[Dataset records]

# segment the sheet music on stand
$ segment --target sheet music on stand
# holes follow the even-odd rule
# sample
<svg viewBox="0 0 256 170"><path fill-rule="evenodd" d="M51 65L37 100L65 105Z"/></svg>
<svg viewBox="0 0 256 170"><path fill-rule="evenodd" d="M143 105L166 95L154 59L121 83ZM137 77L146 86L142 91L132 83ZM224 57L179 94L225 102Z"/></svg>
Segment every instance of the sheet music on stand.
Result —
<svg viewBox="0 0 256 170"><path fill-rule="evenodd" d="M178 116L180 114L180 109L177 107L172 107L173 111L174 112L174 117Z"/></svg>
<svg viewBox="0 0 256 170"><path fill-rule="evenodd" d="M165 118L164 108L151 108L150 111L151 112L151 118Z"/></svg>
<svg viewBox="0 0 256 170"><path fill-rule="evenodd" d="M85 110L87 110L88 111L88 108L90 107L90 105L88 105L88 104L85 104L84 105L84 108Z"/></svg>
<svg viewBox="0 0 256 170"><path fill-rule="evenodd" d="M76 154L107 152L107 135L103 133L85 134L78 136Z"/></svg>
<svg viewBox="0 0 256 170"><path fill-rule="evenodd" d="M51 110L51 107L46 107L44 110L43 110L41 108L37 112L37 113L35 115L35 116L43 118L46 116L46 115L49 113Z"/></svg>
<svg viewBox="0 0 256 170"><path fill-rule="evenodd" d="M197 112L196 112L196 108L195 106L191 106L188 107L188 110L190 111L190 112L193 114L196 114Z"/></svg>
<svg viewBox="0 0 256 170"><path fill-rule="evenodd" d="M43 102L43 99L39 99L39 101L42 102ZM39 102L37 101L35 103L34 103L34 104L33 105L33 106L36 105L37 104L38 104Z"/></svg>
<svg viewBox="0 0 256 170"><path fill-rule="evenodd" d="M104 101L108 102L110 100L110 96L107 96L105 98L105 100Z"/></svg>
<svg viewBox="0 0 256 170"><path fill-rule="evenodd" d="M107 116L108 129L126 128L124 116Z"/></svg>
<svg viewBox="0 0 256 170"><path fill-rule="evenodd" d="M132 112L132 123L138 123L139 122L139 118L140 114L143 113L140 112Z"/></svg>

Your objective
Copy the records verbatim, from the very first line through the line containing "110L87 110L88 111L88", with both of those lines included.

Solution to this task
# segment the sheet music on stand
$ segment --target sheet music on stand
# holes follow the even-odd rule
# sample
<svg viewBox="0 0 256 170"><path fill-rule="evenodd" d="M51 65L37 100L65 105Z"/></svg>
<svg viewBox="0 0 256 170"><path fill-rule="evenodd" d="M143 105L166 95L154 59L121 83ZM137 77L146 86L142 91L132 83ZM224 57L179 94L225 102Z"/></svg>
Segment every instance of the sheet music on stand.
Result —
<svg viewBox="0 0 256 170"><path fill-rule="evenodd" d="M178 116L180 114L180 109L177 107L172 107L173 111L174 112L174 117Z"/></svg>
<svg viewBox="0 0 256 170"><path fill-rule="evenodd" d="M165 118L164 108L151 108L150 111L151 112L151 118Z"/></svg>
<svg viewBox="0 0 256 170"><path fill-rule="evenodd" d="M85 110L87 110L88 111L88 108L90 107L90 105L88 105L88 104L85 104L84 105L84 108Z"/></svg>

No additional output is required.